Given passage:
+ + + + +
Stephen, thank you so much for joining me,

Stephen Janis:

Tay, thanks for having me. I appreciate it.

Taya Graham:

First, Stephen, we have been trying to get this video for over two years, but the state’s ombudsman, the official of last resort when the keeper of records, in this case the police department, refuses to release those records. So this ombudsman gave us some very troubling reasons for not releasing the body camera footage. Can you talk about it?

Stephen Janis:

It was almost like we were talking to the police department, which it turns out we were, because I did a little research. Now this ombudsman is, you said it’s supposed to be the person of last resort, you appeal to when your MPI request is turned down. But she ended up making the argument that releasing this body-worn camera before Newberg was sentenced would prejudice the judge.

Now this is evidence, so this is very strange. So I did a little background check and it turns out the ombudsman is actually under the auspices of our Attorney General. In other words, our ombudsman represents law enforcement, and that’s exactly what went down when we spoke to her.

Taya Graham:

So do you think the release of the video prior to sentencing would’ve affected that outcome that Newberg did not receive jail time?

Stephen Janis:

Okay, Tay, I’m going to be a bit of a skeptic and say the judge wouldn’t have done anything, but the public would’ve seen it, and perhaps that would’ve put pressure on the justice system to do its job in this case, which I think is to hand out a fair sentence based on the crimes committed, which were extensive. S.
+ + + + +
Data listing:
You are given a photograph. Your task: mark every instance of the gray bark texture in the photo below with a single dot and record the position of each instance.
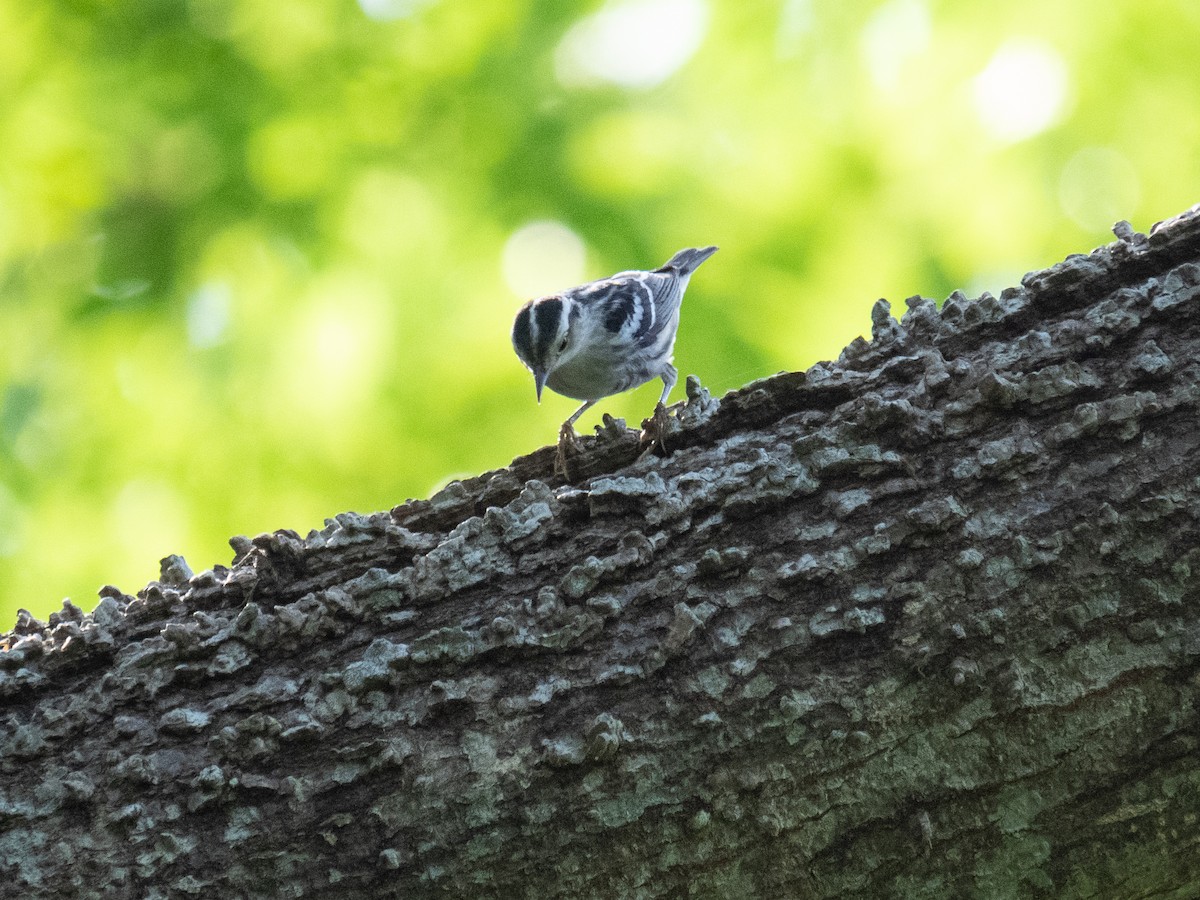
(923, 622)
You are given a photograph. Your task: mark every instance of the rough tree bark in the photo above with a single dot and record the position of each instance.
(922, 622)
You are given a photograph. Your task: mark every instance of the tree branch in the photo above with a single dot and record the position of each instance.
(918, 622)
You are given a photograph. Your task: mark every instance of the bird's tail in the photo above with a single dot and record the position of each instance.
(685, 262)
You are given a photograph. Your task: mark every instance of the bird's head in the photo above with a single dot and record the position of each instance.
(541, 336)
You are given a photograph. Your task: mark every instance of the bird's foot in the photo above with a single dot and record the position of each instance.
(568, 449)
(654, 431)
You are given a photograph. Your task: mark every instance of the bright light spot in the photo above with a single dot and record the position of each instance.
(1021, 90)
(543, 257)
(11, 522)
(895, 33)
(635, 43)
(341, 335)
(1098, 187)
(208, 313)
(150, 519)
(796, 22)
(390, 10)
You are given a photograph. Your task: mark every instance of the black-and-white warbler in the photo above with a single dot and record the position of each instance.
(606, 336)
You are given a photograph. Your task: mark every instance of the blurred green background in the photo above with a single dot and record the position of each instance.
(258, 259)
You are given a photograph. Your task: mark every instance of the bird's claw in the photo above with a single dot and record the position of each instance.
(568, 448)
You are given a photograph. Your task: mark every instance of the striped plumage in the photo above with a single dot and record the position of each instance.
(606, 336)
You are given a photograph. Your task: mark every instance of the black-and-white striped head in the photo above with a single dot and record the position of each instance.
(541, 336)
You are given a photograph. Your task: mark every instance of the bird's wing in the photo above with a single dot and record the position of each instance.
(635, 306)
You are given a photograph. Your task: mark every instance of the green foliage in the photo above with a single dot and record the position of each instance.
(258, 261)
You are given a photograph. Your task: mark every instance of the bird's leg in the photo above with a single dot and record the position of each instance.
(654, 430)
(568, 441)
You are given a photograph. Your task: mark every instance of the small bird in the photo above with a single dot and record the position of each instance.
(606, 336)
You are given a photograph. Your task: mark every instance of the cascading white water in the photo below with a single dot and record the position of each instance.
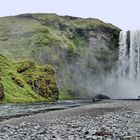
(124, 81)
(129, 55)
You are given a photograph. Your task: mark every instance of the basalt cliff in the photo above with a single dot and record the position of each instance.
(78, 50)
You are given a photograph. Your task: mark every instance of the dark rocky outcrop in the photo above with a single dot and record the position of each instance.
(80, 50)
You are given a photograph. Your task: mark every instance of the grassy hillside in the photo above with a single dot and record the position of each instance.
(79, 49)
(26, 82)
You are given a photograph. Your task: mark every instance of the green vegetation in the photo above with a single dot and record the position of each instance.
(27, 82)
(77, 48)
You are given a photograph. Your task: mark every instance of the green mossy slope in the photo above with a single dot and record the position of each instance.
(27, 82)
(79, 49)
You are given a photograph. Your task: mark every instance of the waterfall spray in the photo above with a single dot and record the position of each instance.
(124, 82)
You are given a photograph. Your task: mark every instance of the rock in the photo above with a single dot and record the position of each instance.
(1, 91)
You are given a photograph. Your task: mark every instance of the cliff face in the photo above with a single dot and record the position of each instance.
(26, 82)
(79, 49)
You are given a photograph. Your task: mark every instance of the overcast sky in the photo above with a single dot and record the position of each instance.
(122, 13)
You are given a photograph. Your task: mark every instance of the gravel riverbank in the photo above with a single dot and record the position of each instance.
(104, 120)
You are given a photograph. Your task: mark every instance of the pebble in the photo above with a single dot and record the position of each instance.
(122, 124)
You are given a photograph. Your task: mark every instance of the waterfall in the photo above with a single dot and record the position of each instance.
(129, 55)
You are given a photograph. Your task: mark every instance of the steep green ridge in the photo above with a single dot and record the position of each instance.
(26, 82)
(79, 49)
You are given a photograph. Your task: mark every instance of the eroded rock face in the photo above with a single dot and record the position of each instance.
(80, 50)
(27, 82)
(1, 91)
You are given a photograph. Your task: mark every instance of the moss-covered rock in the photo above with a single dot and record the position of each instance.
(27, 82)
(79, 49)
(1, 91)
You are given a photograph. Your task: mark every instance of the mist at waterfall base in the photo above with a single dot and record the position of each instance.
(124, 81)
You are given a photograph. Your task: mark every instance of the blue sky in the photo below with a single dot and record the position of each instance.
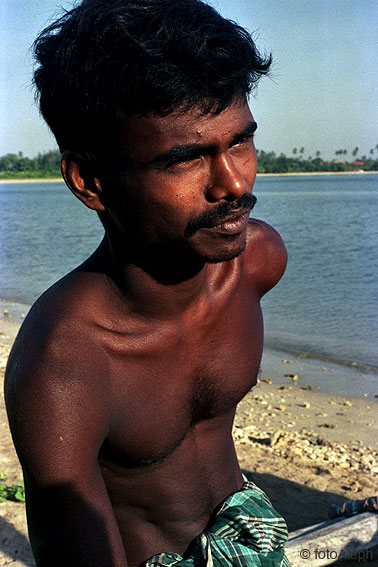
(322, 94)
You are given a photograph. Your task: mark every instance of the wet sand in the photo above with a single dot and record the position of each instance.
(306, 448)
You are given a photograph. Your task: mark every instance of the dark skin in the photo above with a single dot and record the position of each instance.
(123, 382)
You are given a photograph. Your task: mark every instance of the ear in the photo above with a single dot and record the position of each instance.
(80, 177)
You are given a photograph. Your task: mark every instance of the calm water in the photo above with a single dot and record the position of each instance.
(326, 304)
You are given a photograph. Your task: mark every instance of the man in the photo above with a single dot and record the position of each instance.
(123, 382)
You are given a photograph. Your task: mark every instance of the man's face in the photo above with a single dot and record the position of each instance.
(183, 182)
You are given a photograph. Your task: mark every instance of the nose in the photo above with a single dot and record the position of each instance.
(226, 180)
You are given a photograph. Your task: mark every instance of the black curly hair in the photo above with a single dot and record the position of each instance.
(108, 59)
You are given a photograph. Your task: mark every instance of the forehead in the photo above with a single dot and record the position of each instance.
(144, 137)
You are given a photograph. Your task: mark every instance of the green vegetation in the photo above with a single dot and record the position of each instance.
(17, 166)
(14, 492)
(269, 162)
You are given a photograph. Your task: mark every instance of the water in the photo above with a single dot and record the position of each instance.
(325, 305)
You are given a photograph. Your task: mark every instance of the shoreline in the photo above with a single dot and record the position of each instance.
(307, 449)
(278, 365)
(291, 174)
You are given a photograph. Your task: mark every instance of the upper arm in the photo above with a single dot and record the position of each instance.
(59, 418)
(265, 258)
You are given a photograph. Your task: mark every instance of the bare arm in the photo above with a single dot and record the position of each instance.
(265, 257)
(59, 412)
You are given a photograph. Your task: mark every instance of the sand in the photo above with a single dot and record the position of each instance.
(306, 448)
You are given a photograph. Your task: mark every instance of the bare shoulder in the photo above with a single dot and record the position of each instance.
(56, 391)
(265, 257)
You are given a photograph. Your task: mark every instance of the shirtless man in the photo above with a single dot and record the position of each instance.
(123, 382)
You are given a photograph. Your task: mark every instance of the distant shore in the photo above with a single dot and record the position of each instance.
(291, 174)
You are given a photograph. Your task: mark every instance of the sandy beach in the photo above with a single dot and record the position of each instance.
(291, 174)
(306, 448)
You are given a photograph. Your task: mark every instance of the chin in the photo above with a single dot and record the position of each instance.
(226, 255)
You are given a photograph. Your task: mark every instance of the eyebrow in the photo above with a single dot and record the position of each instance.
(192, 151)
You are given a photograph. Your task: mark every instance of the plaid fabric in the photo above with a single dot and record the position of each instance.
(245, 531)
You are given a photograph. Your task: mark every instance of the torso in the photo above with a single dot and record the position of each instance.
(169, 459)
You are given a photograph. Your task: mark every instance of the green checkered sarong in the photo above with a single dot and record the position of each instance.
(246, 531)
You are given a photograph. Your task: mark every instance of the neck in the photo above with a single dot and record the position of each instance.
(155, 285)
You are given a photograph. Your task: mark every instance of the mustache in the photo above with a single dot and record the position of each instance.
(216, 216)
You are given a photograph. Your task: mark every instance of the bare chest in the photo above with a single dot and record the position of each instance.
(183, 376)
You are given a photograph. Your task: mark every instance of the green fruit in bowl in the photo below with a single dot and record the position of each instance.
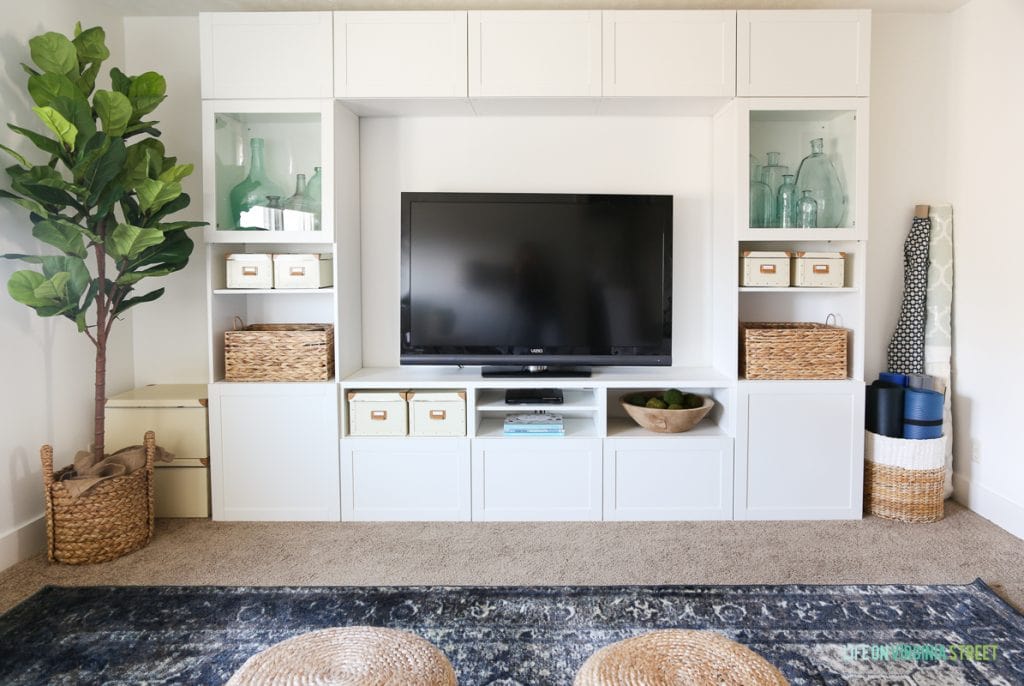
+ + + + +
What the task requires:
Answer these questions about the interview on the body camera footage:
(a) How long have the speakers been trying to get the video?
(b) Under whose auspices does the ombudsman operate?
(c) What argument did the ombudsman make against releasing the footage?

Answer for the task:
(a) Over two years.
(b) The Attorney General's.
(c) That releasing the body-worn camera footage before Newberg was sentenced would prejudice the judge.